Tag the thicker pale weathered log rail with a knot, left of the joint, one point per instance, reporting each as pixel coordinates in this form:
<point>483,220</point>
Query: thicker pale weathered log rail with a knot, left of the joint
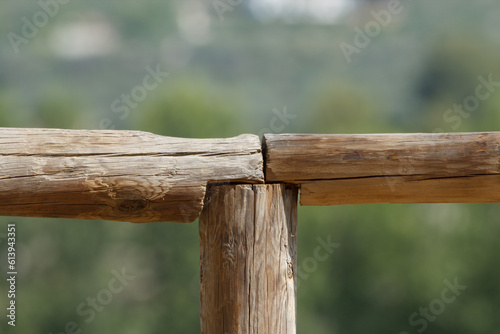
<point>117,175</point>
* * *
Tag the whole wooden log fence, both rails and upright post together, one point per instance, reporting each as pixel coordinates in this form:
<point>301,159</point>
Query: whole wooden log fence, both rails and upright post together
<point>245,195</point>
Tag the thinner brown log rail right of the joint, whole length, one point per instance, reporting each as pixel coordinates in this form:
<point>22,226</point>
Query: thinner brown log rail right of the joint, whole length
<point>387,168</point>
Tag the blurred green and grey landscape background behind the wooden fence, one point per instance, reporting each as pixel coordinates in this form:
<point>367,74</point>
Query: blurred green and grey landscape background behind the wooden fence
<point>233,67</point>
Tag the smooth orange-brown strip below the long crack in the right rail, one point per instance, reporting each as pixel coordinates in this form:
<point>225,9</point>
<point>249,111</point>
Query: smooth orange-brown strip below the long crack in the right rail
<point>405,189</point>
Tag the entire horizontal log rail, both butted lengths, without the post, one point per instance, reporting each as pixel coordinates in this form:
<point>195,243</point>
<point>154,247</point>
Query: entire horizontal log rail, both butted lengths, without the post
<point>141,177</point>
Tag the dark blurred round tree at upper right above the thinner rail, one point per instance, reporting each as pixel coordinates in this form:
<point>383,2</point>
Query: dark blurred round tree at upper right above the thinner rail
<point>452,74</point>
* * *
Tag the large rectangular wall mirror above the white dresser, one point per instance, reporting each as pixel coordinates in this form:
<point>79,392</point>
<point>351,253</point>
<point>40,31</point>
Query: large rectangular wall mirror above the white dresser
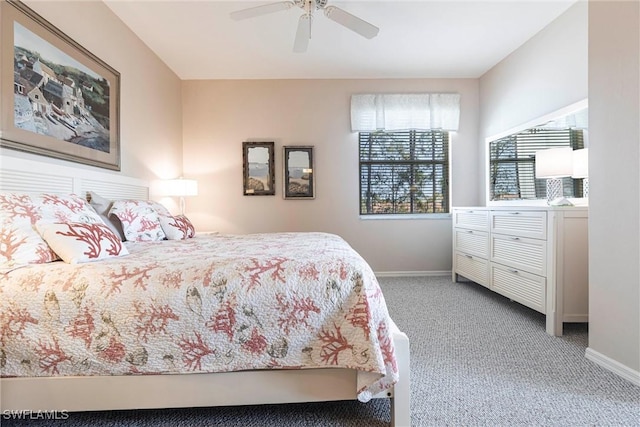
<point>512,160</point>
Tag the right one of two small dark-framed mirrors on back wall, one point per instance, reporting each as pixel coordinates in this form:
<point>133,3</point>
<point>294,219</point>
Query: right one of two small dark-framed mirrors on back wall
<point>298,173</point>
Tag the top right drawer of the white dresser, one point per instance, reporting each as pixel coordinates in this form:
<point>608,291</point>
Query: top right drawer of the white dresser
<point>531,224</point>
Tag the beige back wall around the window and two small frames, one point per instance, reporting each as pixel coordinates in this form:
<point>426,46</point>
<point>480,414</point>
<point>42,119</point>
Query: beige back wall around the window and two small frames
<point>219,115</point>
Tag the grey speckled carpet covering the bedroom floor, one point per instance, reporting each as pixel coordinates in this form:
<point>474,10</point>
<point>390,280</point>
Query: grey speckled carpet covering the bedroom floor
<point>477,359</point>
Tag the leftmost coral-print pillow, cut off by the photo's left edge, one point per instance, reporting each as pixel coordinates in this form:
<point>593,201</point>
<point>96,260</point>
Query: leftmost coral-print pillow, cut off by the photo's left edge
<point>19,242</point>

# PROBLEM DETAILS
Give again exactly, and only, the lines above starting at the one with "<point>367,74</point>" and ending at the one with "<point>249,111</point>".

# PROBLEM SOLUTION
<point>367,74</point>
Query: blurred green and grey landscape background behind the wooden fence
<point>233,67</point>
Tag the smooth orange-brown strip below the long crack in the right rail, one point per instance, reporting each as pixel coordinates in this form:
<point>225,9</point>
<point>249,111</point>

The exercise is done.